**** Records for the task ****
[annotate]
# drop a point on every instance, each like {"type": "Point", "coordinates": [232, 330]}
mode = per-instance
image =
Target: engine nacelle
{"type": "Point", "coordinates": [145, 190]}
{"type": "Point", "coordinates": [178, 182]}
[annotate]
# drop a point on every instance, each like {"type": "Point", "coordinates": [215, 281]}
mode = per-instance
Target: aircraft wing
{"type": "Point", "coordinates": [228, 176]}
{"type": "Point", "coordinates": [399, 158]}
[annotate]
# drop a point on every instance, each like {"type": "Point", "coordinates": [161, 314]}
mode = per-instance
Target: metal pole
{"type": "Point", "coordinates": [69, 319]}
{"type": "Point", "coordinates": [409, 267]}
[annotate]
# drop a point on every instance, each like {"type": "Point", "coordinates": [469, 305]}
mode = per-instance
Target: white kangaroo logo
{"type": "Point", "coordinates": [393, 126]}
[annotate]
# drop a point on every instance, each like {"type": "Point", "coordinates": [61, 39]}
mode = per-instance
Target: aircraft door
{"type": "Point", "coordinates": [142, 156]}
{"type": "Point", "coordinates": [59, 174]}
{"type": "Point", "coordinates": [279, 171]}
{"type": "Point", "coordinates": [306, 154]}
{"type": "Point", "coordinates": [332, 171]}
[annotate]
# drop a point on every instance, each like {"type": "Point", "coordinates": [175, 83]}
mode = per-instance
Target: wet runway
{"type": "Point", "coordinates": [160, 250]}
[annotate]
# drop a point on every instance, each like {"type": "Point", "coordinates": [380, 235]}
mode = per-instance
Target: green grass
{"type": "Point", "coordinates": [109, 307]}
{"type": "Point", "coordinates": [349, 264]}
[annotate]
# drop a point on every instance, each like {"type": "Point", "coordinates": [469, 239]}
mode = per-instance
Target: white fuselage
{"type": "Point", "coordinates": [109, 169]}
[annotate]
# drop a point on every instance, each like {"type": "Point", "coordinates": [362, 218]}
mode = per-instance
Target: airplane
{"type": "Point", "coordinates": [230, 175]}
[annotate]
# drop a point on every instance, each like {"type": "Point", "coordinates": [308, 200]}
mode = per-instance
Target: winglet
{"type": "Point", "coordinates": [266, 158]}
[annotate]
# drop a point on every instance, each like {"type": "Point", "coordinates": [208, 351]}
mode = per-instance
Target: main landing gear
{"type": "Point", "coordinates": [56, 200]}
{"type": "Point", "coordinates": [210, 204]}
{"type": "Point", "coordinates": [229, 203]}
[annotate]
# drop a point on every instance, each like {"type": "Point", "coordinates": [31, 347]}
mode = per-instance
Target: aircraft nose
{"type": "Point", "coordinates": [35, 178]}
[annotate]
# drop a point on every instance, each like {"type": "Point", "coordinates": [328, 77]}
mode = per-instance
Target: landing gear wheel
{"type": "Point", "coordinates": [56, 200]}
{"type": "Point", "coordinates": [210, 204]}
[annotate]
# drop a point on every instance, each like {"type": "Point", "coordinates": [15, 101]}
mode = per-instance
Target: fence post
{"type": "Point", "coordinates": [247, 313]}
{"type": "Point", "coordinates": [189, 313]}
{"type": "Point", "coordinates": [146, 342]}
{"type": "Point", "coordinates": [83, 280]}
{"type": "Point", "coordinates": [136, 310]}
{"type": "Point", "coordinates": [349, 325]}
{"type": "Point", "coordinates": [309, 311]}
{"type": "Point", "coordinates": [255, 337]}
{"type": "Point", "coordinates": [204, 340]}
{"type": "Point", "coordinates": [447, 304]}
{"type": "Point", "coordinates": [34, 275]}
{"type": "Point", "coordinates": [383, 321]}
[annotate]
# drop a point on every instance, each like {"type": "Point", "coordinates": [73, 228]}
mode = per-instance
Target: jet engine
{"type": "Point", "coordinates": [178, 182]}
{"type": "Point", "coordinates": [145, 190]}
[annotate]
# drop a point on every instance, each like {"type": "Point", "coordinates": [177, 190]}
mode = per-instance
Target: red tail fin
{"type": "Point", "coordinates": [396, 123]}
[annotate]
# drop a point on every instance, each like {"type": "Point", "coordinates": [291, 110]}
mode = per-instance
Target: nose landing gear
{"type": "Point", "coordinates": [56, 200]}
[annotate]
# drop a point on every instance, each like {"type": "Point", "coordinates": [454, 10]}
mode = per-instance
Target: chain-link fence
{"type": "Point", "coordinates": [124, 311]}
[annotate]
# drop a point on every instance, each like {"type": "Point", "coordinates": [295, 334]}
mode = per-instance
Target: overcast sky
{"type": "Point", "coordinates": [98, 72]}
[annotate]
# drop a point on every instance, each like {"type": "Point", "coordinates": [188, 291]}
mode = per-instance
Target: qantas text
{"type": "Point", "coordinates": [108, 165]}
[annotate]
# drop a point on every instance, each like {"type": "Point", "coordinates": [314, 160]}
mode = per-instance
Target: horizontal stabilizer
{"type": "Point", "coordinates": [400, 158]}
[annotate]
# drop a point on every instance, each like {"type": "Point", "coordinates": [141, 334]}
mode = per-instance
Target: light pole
****
**What to produce:** Print all of the entries exactly as they appear.

**Solution to the exercise:**
[annotate]
# drop a point on every instance, each like {"type": "Point", "coordinates": [232, 330]}
mode = per-instance
image =
Target: engine nacelle
{"type": "Point", "coordinates": [145, 190]}
{"type": "Point", "coordinates": [178, 182]}
[annotate]
# drop a point on every instance, each like {"type": "Point", "coordinates": [215, 281]}
mode = per-instance
Target: aircraft wing
{"type": "Point", "coordinates": [228, 176]}
{"type": "Point", "coordinates": [399, 158]}
[annotate]
# drop a point on every instance, each like {"type": "Point", "coordinates": [161, 314]}
mode = per-instance
Target: metal pole
{"type": "Point", "coordinates": [69, 319]}
{"type": "Point", "coordinates": [409, 267]}
[annotate]
# drop a point on every instance, each like {"type": "Point", "coordinates": [469, 305]}
mode = per-instance
Target: white kangaroo logo
{"type": "Point", "coordinates": [393, 126]}
[annotate]
# drop a point on every instance, each like {"type": "Point", "coordinates": [61, 39]}
mode = per-instance
Target: aircraft door
{"type": "Point", "coordinates": [142, 156]}
{"type": "Point", "coordinates": [59, 174]}
{"type": "Point", "coordinates": [279, 171]}
{"type": "Point", "coordinates": [306, 154]}
{"type": "Point", "coordinates": [332, 171]}
[annotate]
# drop a point on every instance, each like {"type": "Point", "coordinates": [175, 83]}
mode = per-instance
Target: wet runway
{"type": "Point", "coordinates": [160, 250]}
[annotate]
# drop a point on every instance, each like {"type": "Point", "coordinates": [380, 235]}
mode = per-instance
Target: green grass
{"type": "Point", "coordinates": [109, 307]}
{"type": "Point", "coordinates": [349, 264]}
[annotate]
# drop a point on every instance, each like {"type": "Point", "coordinates": [469, 239]}
mode = per-instance
Target: white fuselage
{"type": "Point", "coordinates": [109, 169]}
[annotate]
# drop a point on every instance, each like {"type": "Point", "coordinates": [362, 218]}
mode = per-instance
Target: airplane
{"type": "Point", "coordinates": [230, 175]}
[annotate]
# drop a point on every instance, each like {"type": "Point", "coordinates": [308, 200]}
mode = per-instance
Target: winglet
{"type": "Point", "coordinates": [266, 158]}
[annotate]
# drop a point on every instance, each like {"type": "Point", "coordinates": [208, 351]}
mode = per-instance
Target: main landing gear
{"type": "Point", "coordinates": [56, 200]}
{"type": "Point", "coordinates": [210, 204]}
{"type": "Point", "coordinates": [229, 203]}
[annotate]
# drop a point on every instance, each like {"type": "Point", "coordinates": [31, 347]}
mode = per-instance
Target: aircraft nose
{"type": "Point", "coordinates": [35, 178]}
[annotate]
# drop a point on every instance, each like {"type": "Point", "coordinates": [328, 77]}
mode = per-instance
Target: landing gear wheel
{"type": "Point", "coordinates": [56, 200]}
{"type": "Point", "coordinates": [210, 204]}
[annotate]
# drop a point on every instance, each like {"type": "Point", "coordinates": [15, 101]}
mode = per-instance
Target: fence post
{"type": "Point", "coordinates": [247, 313]}
{"type": "Point", "coordinates": [189, 313]}
{"type": "Point", "coordinates": [146, 342]}
{"type": "Point", "coordinates": [83, 280]}
{"type": "Point", "coordinates": [136, 310]}
{"type": "Point", "coordinates": [349, 325]}
{"type": "Point", "coordinates": [309, 311]}
{"type": "Point", "coordinates": [255, 337]}
{"type": "Point", "coordinates": [204, 340]}
{"type": "Point", "coordinates": [447, 304]}
{"type": "Point", "coordinates": [34, 275]}
{"type": "Point", "coordinates": [383, 321]}
[annotate]
# drop a point on every instance, each like {"type": "Point", "coordinates": [73, 228]}
mode = per-instance
Target: jet engine
{"type": "Point", "coordinates": [178, 182]}
{"type": "Point", "coordinates": [145, 190]}
[annotate]
# drop a point on every instance, each like {"type": "Point", "coordinates": [177, 190]}
mode = per-instance
Target: red tail fin
{"type": "Point", "coordinates": [396, 123]}
[annotate]
# drop a point on every instance, each like {"type": "Point", "coordinates": [291, 110]}
mode = per-instance
Target: nose landing gear
{"type": "Point", "coordinates": [56, 200]}
[annotate]
# drop a point on every instance, each like {"type": "Point", "coordinates": [454, 10]}
mode = per-instance
Target: chain-link fence
{"type": "Point", "coordinates": [124, 311]}
[annotate]
# drop a point on every instance, each like {"type": "Point", "coordinates": [295, 334]}
mode = per-instance
Target: overcast sky
{"type": "Point", "coordinates": [98, 72]}
[annotate]
# drop a point on every instance, each like {"type": "Point", "coordinates": [188, 291]}
mode = per-instance
Target: qantas text
{"type": "Point", "coordinates": [108, 165]}
[annotate]
# drop a point on every instance, each like {"type": "Point", "coordinates": [314, 160]}
mode = per-instance
Target: horizontal stabilizer
{"type": "Point", "coordinates": [400, 158]}
[annotate]
# drop a point on every instance, each like {"type": "Point", "coordinates": [141, 334]}
mode = per-instance
Target: light pole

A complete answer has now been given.